DIRECTIVE
Omit all pictures, then retype the data exactly as given.

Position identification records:
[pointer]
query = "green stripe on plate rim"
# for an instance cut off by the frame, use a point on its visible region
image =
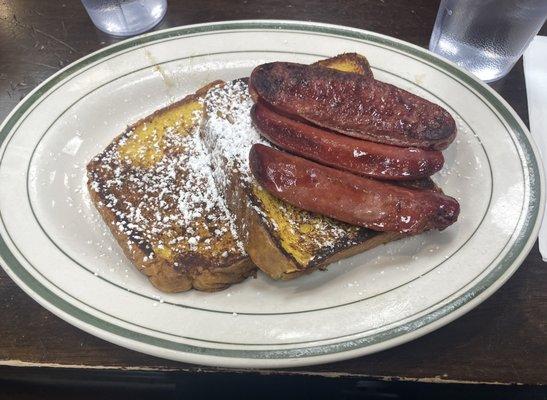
(522, 244)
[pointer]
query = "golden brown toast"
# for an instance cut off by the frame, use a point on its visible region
(153, 186)
(282, 240)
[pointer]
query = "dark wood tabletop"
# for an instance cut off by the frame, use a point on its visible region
(504, 340)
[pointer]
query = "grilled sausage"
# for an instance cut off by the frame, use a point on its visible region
(350, 198)
(353, 104)
(361, 157)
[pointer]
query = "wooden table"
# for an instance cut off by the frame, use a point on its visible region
(504, 340)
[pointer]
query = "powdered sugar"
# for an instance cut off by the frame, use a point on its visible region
(228, 132)
(171, 207)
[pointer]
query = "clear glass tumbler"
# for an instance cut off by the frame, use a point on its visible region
(125, 17)
(486, 37)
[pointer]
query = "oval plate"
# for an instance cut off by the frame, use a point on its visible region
(56, 247)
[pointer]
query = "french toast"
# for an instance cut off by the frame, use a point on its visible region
(282, 240)
(153, 187)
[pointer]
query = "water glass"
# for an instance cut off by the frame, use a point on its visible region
(486, 37)
(125, 17)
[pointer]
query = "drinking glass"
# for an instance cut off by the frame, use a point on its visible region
(486, 37)
(125, 17)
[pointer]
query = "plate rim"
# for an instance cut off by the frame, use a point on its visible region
(351, 348)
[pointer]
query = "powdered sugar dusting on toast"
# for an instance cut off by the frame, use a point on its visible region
(229, 131)
(172, 207)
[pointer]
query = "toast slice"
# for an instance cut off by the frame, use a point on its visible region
(282, 240)
(153, 186)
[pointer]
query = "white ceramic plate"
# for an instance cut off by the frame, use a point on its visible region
(55, 246)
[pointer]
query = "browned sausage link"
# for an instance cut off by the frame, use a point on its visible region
(350, 198)
(353, 105)
(362, 157)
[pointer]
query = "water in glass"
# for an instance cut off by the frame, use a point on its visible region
(125, 17)
(486, 37)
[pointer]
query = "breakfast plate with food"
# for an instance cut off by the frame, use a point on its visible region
(264, 193)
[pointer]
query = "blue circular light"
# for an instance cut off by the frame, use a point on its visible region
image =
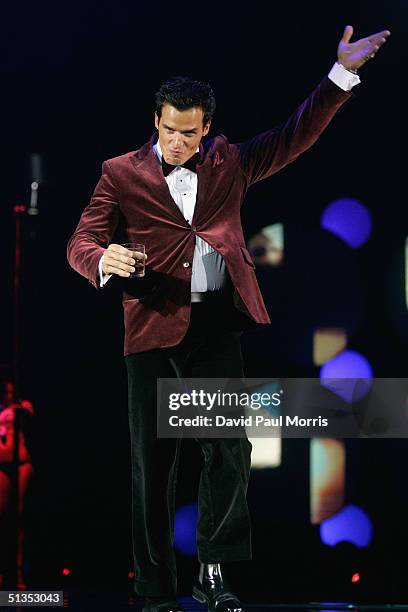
(352, 524)
(348, 219)
(348, 375)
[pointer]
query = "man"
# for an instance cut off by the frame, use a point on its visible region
(182, 200)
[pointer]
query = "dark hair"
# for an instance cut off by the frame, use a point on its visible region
(184, 93)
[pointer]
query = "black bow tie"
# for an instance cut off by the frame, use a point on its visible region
(190, 164)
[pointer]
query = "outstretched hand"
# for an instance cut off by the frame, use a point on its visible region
(354, 55)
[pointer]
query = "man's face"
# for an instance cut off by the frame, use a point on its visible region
(180, 132)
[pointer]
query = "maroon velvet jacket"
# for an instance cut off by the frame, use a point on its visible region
(132, 197)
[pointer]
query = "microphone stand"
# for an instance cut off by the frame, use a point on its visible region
(19, 210)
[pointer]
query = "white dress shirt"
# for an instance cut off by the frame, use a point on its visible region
(208, 271)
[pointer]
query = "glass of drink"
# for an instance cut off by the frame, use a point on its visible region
(138, 251)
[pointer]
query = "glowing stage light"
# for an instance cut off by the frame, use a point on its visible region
(327, 478)
(348, 219)
(348, 375)
(185, 525)
(352, 524)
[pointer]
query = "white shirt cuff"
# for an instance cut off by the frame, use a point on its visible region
(343, 78)
(103, 278)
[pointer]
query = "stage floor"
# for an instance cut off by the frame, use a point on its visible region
(120, 602)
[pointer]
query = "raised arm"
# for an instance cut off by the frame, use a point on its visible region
(266, 153)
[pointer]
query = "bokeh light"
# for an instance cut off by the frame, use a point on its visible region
(348, 219)
(352, 524)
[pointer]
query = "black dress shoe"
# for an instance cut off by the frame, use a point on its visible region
(162, 606)
(210, 588)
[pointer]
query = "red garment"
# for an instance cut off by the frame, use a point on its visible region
(132, 195)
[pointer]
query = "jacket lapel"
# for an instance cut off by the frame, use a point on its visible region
(146, 163)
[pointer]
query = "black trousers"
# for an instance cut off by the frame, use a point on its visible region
(210, 349)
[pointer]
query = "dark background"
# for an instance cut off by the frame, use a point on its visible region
(78, 81)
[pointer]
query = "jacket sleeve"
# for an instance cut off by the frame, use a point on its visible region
(265, 154)
(96, 227)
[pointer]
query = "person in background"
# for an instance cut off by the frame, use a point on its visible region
(10, 408)
(181, 199)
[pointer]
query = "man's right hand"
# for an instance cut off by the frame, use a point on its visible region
(119, 260)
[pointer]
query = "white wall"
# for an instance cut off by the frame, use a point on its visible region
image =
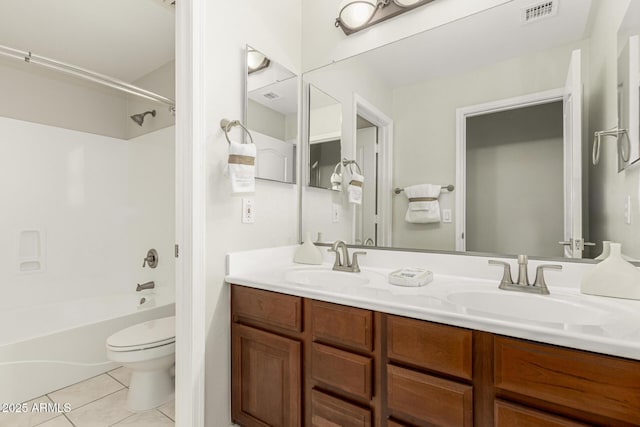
(514, 181)
(425, 130)
(39, 95)
(608, 188)
(324, 43)
(274, 29)
(100, 202)
(163, 82)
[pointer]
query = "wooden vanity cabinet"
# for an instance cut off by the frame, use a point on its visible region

EXERCISE RESPONSE
[pointer]
query = "green stripe on plate rim"
# for an instance cut off by the frame, use a point on its visible region
image =
(522, 244)
[pointer]
query = "golden brown toast"
# for an instance cut off by the frame, use a point on its visible region
(153, 186)
(282, 240)
[pointer]
query = "dark wood tabletop"
# for an instance cut off by the frame, use a point on its visible region
(504, 340)
[pointer]
query = "grilled sausage"
# for an instance cut off by the frame, use a point on its visible region
(350, 198)
(353, 104)
(361, 157)
[pointer]
query = "wooden table"
# for an instance cut off by the frame, use a point on its visible region
(504, 340)
[pointer]
query = "powdered sugar"
# for an instance cut off by the frame, use a point on its visible region
(228, 132)
(171, 207)
[pointer]
query = "clear glass tumbler"
# for an instance cut off by the frame, use a point on its visible region
(125, 17)
(486, 37)
[pointer]
query = "oval plate"
# for an instance cut off by the frame, use a point on its visible region
(56, 247)
[pointer]
query = "french toast"
# for an instance cut off by the frame, use a point on its visible region
(282, 240)
(153, 187)
[pointer]
query = "water glass"
# for an instance cut off by the frame, use a point on its visible region
(486, 37)
(125, 17)
[pointer]
query = "drinking glass"
# for an instance cut off by the frame, use a point on its visible region
(486, 37)
(125, 17)
[pointer]
query = "plate rim"
# for an instance cut off by the frame, use a point on its visible region
(351, 348)
[pointer]
query = "powdered sugar dusting on toast"
# for an instance cut off by the frame, use a point on its visible region
(229, 131)
(172, 207)
[pointer]
query = "toast slice"
# for an instance cut off by the frame, use a point on its visible region
(282, 240)
(153, 186)
[pointer]
query = "white ceramic plate"
# for an instance cut off by the frame, use a point on its visible region
(55, 246)
[pointer]
query = "browned sausage link"
# for an instance cut off by the frame, use a point on its visible region
(350, 198)
(353, 105)
(362, 157)
[pointer]
query = "water in glass"
# for an instance cut off by the frame, use a point on its visible region
(125, 17)
(486, 37)
[pointer]
query = "breakfast plate with food"
# for an instance cut off by the frame, use a point on its visible region
(264, 193)
[pointer]
query = "blue circular light"
# for an instance cut off by the frame, use a point on its visible region
image =
(352, 524)
(348, 219)
(348, 375)
[pointer]
query = "man"
# for an instance cut off by the frame, use a point on its visible region
(182, 200)
[pointer]
query = "dark hair"
# for an instance cut off by the frame, use a point on its visible region
(184, 93)
[pointer]
query = "black bow tie"
# for an instance cut off by the frame, use a point on its visible region
(190, 164)
[pointer]
query = "outstretched hand"
# for an instance cut off by the frame, use a point on its visible region
(354, 55)
[pointer]
query = "man's face"
# for an instance cut off by the frame, use a point on its visible region
(180, 132)
[pointer]
query = "maroon velvet jacket"
# for an instance cut off by the frame, use a point on its visible region
(132, 197)
[pointer]
query = "microphone stand"
# for an instance cut off by the frame, use a point on its visible region
(19, 210)
[pointer]
query = "white dress shirt"
# for an instance cut off by the frame, use a point on its visible region
(208, 271)
[pointer]
query = "glass of drink"
# for an instance cut off by the frame, use a point on its visible region
(138, 251)
[pointer]
query = "glowing stage light"
# for an instance cut off by the frame, use a point on its visible region
(327, 478)
(348, 219)
(348, 375)
(185, 525)
(352, 524)
[pointer]
query = "white shirt cuff"
# for an instance cut off by the frame, use a point on its visible region
(343, 78)
(103, 278)
[pointer]
query = "stage floor"
# for an instance cut off by the frame, use a point on its visible region
(120, 602)
[pointer]
query = "raised arm"
# for an instance cut off by the frame, use a point on its visible region
(266, 153)
[pointer]
query = "bokeh light"
# for an instance cut off by the frame, use a point on its visible region
(348, 219)
(352, 524)
[pointer]
query = "black dress shoe"
# for an instance cut off by the frame, use a point on its visible region
(162, 606)
(210, 588)
[pointer]
query = "red garment"
# for an instance cut off by the frame, use a point on its visible region
(132, 195)
[pointer]
query = "jacket lapel"
# for an instance cut off by the frame, use a point on its visible region
(146, 163)
[pointer]
query = "black trousers"
# for an instance cut off by the frame, use a point on its visible region
(210, 349)
[pointer]
query = "dark background"
# for an instance cut off by the frame, use a point on its visible region
(78, 81)
[pointer]
query = "jacket sleeve"
# for an instance cut off by the frame, use a point on its visible region
(265, 154)
(96, 227)
[pointer]
query = "person in background"
# for an instance cut off by the frame, use a point on its visible region
(10, 408)
(181, 199)
[pointer]
query = "man's right hand"
# for an instance cut off by the frame, use a point on its visible region
(119, 260)
[pointer]
query = "white wall"
# for an instance cut off by the frame, use a point on its visible region
image =
(514, 181)
(425, 130)
(39, 95)
(608, 188)
(324, 43)
(274, 29)
(100, 202)
(163, 82)
[pointer]
query = "wooden vanity cabinet"
# for an instance cut off by the frame, use a point on its visible region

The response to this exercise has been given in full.